─── DATA
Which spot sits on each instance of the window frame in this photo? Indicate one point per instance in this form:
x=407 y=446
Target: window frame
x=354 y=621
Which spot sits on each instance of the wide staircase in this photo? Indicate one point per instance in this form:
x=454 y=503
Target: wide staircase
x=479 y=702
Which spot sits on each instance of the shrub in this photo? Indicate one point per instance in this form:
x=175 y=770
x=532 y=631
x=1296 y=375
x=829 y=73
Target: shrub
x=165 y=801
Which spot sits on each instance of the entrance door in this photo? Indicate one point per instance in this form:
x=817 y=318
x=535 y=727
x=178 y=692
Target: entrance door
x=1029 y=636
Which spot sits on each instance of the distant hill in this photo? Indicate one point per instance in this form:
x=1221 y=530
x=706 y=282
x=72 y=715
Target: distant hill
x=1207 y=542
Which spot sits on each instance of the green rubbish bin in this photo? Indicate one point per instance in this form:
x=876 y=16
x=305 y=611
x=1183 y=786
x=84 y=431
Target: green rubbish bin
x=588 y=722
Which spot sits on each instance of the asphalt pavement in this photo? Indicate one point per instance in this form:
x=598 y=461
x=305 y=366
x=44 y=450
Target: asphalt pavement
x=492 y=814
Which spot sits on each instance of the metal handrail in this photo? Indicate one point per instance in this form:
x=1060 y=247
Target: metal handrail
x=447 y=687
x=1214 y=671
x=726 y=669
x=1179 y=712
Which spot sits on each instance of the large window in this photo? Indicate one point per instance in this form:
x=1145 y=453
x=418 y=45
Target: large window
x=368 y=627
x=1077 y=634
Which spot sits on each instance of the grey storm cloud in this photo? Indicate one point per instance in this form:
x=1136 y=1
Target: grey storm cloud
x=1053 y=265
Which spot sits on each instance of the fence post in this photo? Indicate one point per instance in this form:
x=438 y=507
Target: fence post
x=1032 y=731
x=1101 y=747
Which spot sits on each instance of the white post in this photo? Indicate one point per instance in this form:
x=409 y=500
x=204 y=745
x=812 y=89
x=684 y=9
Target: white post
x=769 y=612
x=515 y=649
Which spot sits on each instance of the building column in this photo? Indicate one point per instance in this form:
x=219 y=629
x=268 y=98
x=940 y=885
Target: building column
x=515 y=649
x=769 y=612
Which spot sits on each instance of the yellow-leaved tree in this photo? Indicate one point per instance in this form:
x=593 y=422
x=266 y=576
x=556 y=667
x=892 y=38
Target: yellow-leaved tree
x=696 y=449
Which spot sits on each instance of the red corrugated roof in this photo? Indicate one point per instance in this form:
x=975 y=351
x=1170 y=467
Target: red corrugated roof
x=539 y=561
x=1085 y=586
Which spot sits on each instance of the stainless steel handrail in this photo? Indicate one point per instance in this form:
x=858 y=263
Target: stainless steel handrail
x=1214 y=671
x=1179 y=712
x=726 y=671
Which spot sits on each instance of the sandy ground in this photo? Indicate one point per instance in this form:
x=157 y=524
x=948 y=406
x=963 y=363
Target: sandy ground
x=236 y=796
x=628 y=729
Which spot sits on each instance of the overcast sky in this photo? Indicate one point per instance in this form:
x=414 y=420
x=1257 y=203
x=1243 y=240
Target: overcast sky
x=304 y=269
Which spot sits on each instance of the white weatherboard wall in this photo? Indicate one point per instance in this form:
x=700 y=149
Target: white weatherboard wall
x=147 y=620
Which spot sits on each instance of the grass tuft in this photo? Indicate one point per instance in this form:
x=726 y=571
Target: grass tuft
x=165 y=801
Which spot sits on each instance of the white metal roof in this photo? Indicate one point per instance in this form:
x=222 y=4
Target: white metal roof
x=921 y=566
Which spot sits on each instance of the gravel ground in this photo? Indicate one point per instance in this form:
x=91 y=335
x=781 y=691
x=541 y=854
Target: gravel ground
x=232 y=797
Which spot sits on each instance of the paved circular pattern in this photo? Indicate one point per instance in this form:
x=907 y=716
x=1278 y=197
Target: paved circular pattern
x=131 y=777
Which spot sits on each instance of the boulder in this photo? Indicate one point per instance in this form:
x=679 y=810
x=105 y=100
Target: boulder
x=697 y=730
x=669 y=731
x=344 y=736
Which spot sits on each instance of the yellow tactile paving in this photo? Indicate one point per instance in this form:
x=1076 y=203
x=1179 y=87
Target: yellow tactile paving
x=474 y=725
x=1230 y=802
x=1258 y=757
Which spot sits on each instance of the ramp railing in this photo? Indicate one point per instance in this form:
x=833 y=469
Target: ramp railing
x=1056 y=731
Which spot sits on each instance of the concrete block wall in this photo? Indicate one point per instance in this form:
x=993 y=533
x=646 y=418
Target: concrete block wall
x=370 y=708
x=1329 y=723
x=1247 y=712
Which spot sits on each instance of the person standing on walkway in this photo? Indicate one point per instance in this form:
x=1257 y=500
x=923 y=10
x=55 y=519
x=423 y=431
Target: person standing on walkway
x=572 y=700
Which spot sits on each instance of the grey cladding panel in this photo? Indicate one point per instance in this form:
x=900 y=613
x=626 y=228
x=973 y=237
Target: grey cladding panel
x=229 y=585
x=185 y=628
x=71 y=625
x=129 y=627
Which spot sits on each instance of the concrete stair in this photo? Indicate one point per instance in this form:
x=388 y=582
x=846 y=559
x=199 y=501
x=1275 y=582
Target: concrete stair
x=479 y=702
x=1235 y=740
──────
EXERCISE GOAL:
Rewrite all of the records, substituting "location" for each occurrence of "spot" and leaving everything else as it is.

TASK SOLUTION:
Which location sits on each instance of the window frame in this photo? Indicate one point per instance in this form:
x=407 y=446
Target: window frame
x=354 y=621
Which location sits on each instance of the wide staircase in this photo? Indicate one point per instance in this form:
x=454 y=503
Target: wide staircase
x=479 y=702
Which location sits on each instance of the shrub in this photo? Indicate one point per instance in this form:
x=175 y=770
x=532 y=631
x=1296 y=375
x=829 y=73
Target: shrub
x=165 y=801
Which location sits on each instance of the entrance door in this photo? Indicate one point per instance in this form:
x=817 y=318
x=535 y=727
x=178 y=692
Target: entrance door
x=1029 y=636
Which location sits on each instance of the distant hill in this photo? Indicate one point per instance in this form:
x=1221 y=530
x=706 y=282
x=72 y=715
Target: distant hill
x=1207 y=542
Which location sits on each instance of the green rubbish bin in this photo? Indicate one point per instance in this form:
x=876 y=16
x=305 y=611
x=1183 y=786
x=84 y=431
Target: green rubbish bin
x=588 y=722
Which location sits on each instance of the asphalt pavement in this photo? Indicate one point per instance in this form:
x=598 y=461
x=305 y=366
x=44 y=450
Target: asphalt pavement
x=492 y=814
Which location sits on each instance of the metal handrail in this photo? Indicate one point per instance in this form:
x=1060 y=247
Target: metal handrail
x=447 y=687
x=1214 y=671
x=726 y=669
x=1179 y=712
Which location sits on each instance of the large window in this photo? Indicate one point per instance in this form:
x=1145 y=453
x=418 y=45
Target: large window
x=368 y=627
x=1077 y=634
Which location sits on each instance of the grey storm cloud in this photo? Indicate one point per instance in this form:
x=1136 y=1
Target: grey storm cloud
x=1053 y=265
Which location sits on each instance of the fence post in this photo? Indicate one point per instance in this form:
x=438 y=507
Target: fence post
x=1032 y=731
x=1101 y=747
Which location sits on each instance of the white post in this photo? Indicate one point per instance in this form:
x=409 y=500
x=204 y=745
x=812 y=89
x=684 y=9
Target: white post
x=769 y=612
x=515 y=649
Which location sits on each instance of the building column in this photo? Indicate one point per instance in this form:
x=219 y=629
x=268 y=98
x=940 y=885
Target: building column
x=515 y=649
x=769 y=612
Which location sits on each instance of the yellow-leaved tree in this photo? Indicate one point per instance in this form:
x=593 y=422
x=266 y=576
x=556 y=667
x=892 y=38
Target: yellow-leaved tree
x=696 y=449
Which location sits on each instance of the red corrugated roof in this photo? Indicate one point per instance in this form:
x=975 y=351
x=1170 y=467
Target: red corrugated roof
x=539 y=561
x=1085 y=586
Which location sits on each instance of the stainless steel handrail in this photo? Indicate one point per instance in this form:
x=858 y=263
Target: stainless steel handrail
x=1214 y=671
x=1179 y=712
x=726 y=671
Which location sits on each instance of the sandy ground in this photo? Indicate one point per instance in this form:
x=157 y=524
x=948 y=406
x=963 y=363
Target: sandy ground
x=236 y=796
x=628 y=729
Which location sits on each instance of the overcast sky in this photo? Indicate one point per instance in this form:
x=414 y=420
x=1257 y=203
x=1243 y=240
Target: overcast sky
x=304 y=269
Which location sits on each instance of the white weatherboard wall in this photo? Indicate one point per instance in this form:
x=700 y=149
Target: white weatherboard wall
x=147 y=620
Which location sits on each instance of the grass tuft in this photo? Indicate one point per instance in this form:
x=726 y=571
Target: grass tuft
x=165 y=801
Which location sits on each instance of the white metal roof in this photo? Indicate one point per instance in this form:
x=222 y=4
Target: white metal roof
x=921 y=566
Which location sits on each instance of the gravel ground in this photo? Indicate one point per instance in this form:
x=91 y=335
x=781 y=691
x=541 y=854
Target: gravel ground
x=232 y=797
Which location sits on each instance of the paved circular pattern in this photo? Indicate one point per instance in this form:
x=907 y=716
x=1278 y=197
Target: paved circular pattern
x=131 y=777
Which location sits on each instance of the boulder in this photo? Indicate one point per instance in this form:
x=679 y=810
x=105 y=100
Target: boulder
x=697 y=730
x=669 y=731
x=344 y=736
Which location sits on each instance of the yellow tactile paving in this photo? Indicate one point per instance in this form:
x=1076 y=203
x=1179 y=87
Target: yellow tactile paving
x=474 y=725
x=1230 y=802
x=1258 y=757
Which location sits on each instance of the ramp railing in this photo? Indicate one point per instance in this form:
x=833 y=469
Target: ramp railing
x=1056 y=731
Which location sits on each instance of the concrete block wall in this photo? Indicate one point per instance in this form:
x=993 y=533
x=646 y=418
Target: concrete block wall
x=370 y=708
x=1329 y=723
x=1247 y=712
Which location sits on each instance of the person standing on walkway in this photo? Indicate one point per instance in this form:
x=1257 y=500
x=923 y=10
x=55 y=519
x=423 y=431
Target: person standing on walkway
x=572 y=700
Which location sits on each instance of the grey cladding panel in this photo? Indicate one point per instance in this form:
x=900 y=613
x=626 y=228
x=973 y=237
Target: grey cladding panel
x=229 y=585
x=185 y=628
x=71 y=625
x=129 y=627
Which location sits on each instance of the concrete stair in this photo? Indicate one point per instance in this form:
x=388 y=582
x=846 y=559
x=199 y=501
x=1275 y=582
Target: concrete stair
x=479 y=702
x=1235 y=740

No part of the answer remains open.